#### Given problem
Restate each entry word for word, leaving nothing out.
[Data section start]
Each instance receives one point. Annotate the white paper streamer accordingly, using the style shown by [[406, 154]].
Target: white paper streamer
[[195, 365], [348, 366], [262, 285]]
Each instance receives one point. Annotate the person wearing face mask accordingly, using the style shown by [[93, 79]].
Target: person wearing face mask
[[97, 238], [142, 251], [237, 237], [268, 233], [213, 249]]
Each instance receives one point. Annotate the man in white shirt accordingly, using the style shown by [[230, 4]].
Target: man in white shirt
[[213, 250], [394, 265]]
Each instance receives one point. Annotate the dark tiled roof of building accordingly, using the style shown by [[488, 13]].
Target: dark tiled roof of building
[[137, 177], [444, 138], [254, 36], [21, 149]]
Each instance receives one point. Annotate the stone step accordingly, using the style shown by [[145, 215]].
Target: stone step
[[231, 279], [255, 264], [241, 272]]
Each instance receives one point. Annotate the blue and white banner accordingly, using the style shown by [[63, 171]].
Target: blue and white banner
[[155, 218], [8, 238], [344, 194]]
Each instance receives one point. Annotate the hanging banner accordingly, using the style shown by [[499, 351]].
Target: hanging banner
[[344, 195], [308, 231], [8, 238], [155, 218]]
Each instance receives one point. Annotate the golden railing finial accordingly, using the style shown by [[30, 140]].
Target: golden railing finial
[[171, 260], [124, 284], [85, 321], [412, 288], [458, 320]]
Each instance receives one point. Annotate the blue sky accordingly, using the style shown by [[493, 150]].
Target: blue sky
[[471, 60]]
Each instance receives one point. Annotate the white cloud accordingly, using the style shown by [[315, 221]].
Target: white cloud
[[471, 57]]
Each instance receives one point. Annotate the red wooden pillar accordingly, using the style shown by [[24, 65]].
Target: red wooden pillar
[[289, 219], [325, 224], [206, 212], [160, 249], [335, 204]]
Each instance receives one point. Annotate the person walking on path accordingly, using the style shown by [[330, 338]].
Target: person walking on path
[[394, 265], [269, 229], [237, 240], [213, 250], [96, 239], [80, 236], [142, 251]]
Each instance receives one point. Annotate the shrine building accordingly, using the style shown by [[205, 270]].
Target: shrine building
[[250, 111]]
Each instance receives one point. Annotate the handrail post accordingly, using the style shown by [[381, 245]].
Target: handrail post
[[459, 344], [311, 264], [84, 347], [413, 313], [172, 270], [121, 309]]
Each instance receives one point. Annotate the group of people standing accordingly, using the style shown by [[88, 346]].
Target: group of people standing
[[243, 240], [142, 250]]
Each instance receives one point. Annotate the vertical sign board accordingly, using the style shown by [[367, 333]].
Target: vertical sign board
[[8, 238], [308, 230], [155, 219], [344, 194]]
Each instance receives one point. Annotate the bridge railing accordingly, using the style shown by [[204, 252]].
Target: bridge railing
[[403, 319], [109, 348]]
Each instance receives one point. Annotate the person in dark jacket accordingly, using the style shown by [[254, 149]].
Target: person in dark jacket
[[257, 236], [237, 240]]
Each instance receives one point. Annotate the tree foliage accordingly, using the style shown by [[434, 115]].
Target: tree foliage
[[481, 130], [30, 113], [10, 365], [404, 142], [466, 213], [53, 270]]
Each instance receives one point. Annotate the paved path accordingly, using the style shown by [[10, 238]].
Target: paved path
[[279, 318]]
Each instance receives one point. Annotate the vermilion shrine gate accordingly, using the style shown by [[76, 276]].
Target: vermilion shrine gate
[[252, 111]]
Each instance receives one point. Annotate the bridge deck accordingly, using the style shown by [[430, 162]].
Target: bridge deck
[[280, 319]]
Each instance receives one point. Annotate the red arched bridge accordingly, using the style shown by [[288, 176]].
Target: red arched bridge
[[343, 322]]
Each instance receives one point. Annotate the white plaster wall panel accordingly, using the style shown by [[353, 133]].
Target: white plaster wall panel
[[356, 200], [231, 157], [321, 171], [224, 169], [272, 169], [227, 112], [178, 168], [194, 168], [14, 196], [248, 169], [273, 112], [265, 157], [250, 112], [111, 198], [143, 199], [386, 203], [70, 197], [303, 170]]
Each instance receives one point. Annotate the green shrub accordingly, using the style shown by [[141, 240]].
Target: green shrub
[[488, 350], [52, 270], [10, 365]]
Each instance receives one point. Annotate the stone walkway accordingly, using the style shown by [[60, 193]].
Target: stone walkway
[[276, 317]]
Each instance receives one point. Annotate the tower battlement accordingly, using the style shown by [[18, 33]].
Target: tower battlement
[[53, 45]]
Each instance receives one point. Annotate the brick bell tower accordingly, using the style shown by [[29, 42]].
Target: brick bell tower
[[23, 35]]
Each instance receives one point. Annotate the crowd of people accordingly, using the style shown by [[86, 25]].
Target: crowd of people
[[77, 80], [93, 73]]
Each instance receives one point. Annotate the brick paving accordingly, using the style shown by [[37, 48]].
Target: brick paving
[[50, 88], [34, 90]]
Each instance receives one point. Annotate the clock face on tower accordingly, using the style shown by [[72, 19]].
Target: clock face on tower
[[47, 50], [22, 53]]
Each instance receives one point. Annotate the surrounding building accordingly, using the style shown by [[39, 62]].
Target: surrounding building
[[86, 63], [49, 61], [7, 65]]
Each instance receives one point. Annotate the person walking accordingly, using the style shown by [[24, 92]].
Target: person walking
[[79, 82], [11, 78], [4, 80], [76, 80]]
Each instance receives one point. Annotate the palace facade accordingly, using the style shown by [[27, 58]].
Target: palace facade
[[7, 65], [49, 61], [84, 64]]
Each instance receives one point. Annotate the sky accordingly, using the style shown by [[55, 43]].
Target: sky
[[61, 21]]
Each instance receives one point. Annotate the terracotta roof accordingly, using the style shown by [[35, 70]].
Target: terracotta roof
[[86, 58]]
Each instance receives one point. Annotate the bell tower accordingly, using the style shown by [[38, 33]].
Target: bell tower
[Data section end]
#### The solution
Each instance receives one point. Annotate the white paper streamer accordingly, using the style shown by [[406, 154]].
Target: white paper streamer
[[195, 365], [348, 366], [262, 285]]
Each instance receives one point. Annotate the person wearing face mask accordingly, using the style shown by [[93, 79]].
Target: person wearing face mask
[[97, 238], [142, 251], [237, 237], [268, 233], [213, 249]]
Each instance receives one point. Annotate the man in white shirt accordingly, using the style shown by [[230, 4]].
Target: man in white shirt
[[213, 250], [394, 265]]
Each instance receives one point. Annotate the dark tiled roof of building accordingly, using the style shown by [[488, 13]].
Target: dark tiled roof of building
[[137, 177], [444, 138], [254, 36], [21, 149]]
Each instance receives one point. Annotate the stone step accordingly, using the style shown by [[145, 215]].
Target: stone step
[[231, 279], [255, 264], [241, 272]]
Each instance receives one point. Annotate the blue and white banner accordingly, using the style shown by [[63, 171]].
Target: blue and white banner
[[155, 218], [8, 238], [344, 194]]
Each instance receives one point. Annotate the hanging banner accordingly, using the style shown by [[499, 351]].
Target: hanging banner
[[344, 195], [308, 231], [8, 238], [155, 218]]
Each instance receives one point. Annotate the golden railing finial accordingly, using the style shown by [[30, 140]].
Target: golden railing finial
[[171, 260], [124, 284], [85, 321], [412, 288], [458, 320]]
Each instance receives one point. Annotate the blue sky accordingly, using the style shown by [[493, 150]].
Target: blue sky
[[471, 60]]
Each instance receives one point. Annotate the white cloud accordingly, using the style shown by [[315, 221]].
Target: white cloud
[[471, 57]]
Each instance receives one point. Annotate the red wooden pillar accordingly, using the style shown by [[24, 65]].
Target: red wooden pillar
[[289, 219], [325, 224], [206, 212], [160, 249], [335, 204]]
Each instance receives one point. Annotate the person walking on path accordingly, using the style shown by [[330, 338]].
Target: person walking on path
[[394, 265], [269, 229], [237, 240], [213, 250], [96, 239], [80, 236], [142, 251]]
Each instance receives one point. Annotate the shrine building accordingly, using the style shown by [[205, 270]].
Target: shrine building
[[250, 111]]
Each instance receives one point. Annotate the handrail post accordingly, using the style shown by [[381, 245]].
Target: handrail post
[[459, 344], [311, 264], [84, 347], [413, 313], [172, 270], [121, 309]]
Each instance receives one point. Annotate the group of people standing accordingly, using the style shown by [[88, 346]].
Target: group of people standing
[[243, 240], [142, 250]]
Each instance receives one point. Annotate the vertical sign board accordingly, using the style shown by [[367, 333]].
Target: vertical sign board
[[8, 238], [308, 230], [155, 219], [344, 194]]
Each instance receives one point. Annotate the bridge railing accordingly, using the style shown by [[204, 252]].
Target: bridge railing
[[403, 319], [109, 348]]
Each instance receives one point. Annotate the person in dark jacket accordingly, using the style shown by [[254, 149]].
Target: person in dark jacket
[[257, 236], [237, 240]]
Each instance receives one point. Annotate the tree foliage accordingly, using the style shown by [[434, 115]].
Target: tree foliage
[[481, 130], [30, 113], [10, 365], [404, 142], [466, 213], [53, 270]]
Each instance receives one point. Annotate the paved path accordingly, using the style shown by [[10, 238]].
Target: paved path
[[279, 318]]
Each instance receives one point. Annotate the vermilion shrine gate accordingly, using the style shown by [[76, 276]].
Target: vermilion shrine gate
[[252, 111]]
Each instance receives one point. Annotate the bridge deck accordingly, using the style shown by [[430, 162]].
Target: bridge deck
[[280, 319]]
Each instance receives one point. Annotate the red arched bridge accordingly, using the style shown by [[288, 176]].
Target: red arched bridge
[[343, 322]]
Each instance receives one point. Annotate the white plaster wall panel accordingly, using the style shown by [[353, 133]].
Target: white plaster wall panel
[[356, 200], [231, 157], [321, 171], [224, 169], [272, 169], [227, 112], [178, 168], [194, 168], [14, 196], [248, 169], [273, 112], [265, 157], [250, 112], [111, 198], [143, 199], [386, 203], [70, 197], [303, 170]]
Each instance receives one point. Annotate the green shrub accordingly, using the style shown by [[141, 240]].
Target: green shrub
[[488, 350], [52, 270], [10, 365]]
Each instance receives one point. Annotate the stone walkway accordingly, using the style shown by [[60, 193]].
Target: stone walkway
[[276, 317]]
Each instance receives one point. Annotate the tower battlement accordingly, using the style shown by [[18, 33]].
Target: tower battlement
[[53, 45]]
Each instance receives one point. Annotate the brick bell tower accordingly, using the style shown by [[29, 42]].
Target: brick bell tower
[[23, 35]]
Each instance receives one point. Annotate the crowd of people accordingly, using the style shown by [[86, 25]].
Target: crowd of people
[[77, 80], [93, 73]]
Each instance receives one point. Annotate the brick paving accordingly, using the style shown by [[37, 48]].
Target: brick paving
[[50, 88], [34, 90]]
Each instance receives one point. Annotate the clock face on tower accordingly, using the style shown by [[72, 19]].
Target: clock face on tower
[[47, 50], [22, 53]]
Each instance receives one point. Annotate the surrounding building accordingly, using the style shown by [[39, 62]].
Target: surrounding building
[[86, 63], [49, 61], [7, 65]]
Each instance receives one point. Annotate the person walking accordingly, using the style shown by [[24, 92]].
Target: person walking
[[79, 82], [11, 78], [4, 80], [76, 80]]
Each instance receives one point. Annotate the palace facade accordingly, using the style shown by [[27, 58]].
Target: palace facade
[[7, 65], [49, 61], [84, 64]]
Each instance receives one point. Annotate the sky accordingly, using the style shown by [[55, 43]].
Target: sky
[[61, 21]]
Each instance receives one point. Annotate the terracotta roof accordingly, using the style shown by [[35, 70]].
Target: terracotta roof
[[86, 58]]
Each instance receives one point. Annotate the bell tower accordingly, using the style shown by [[38, 33]].
Target: bell tower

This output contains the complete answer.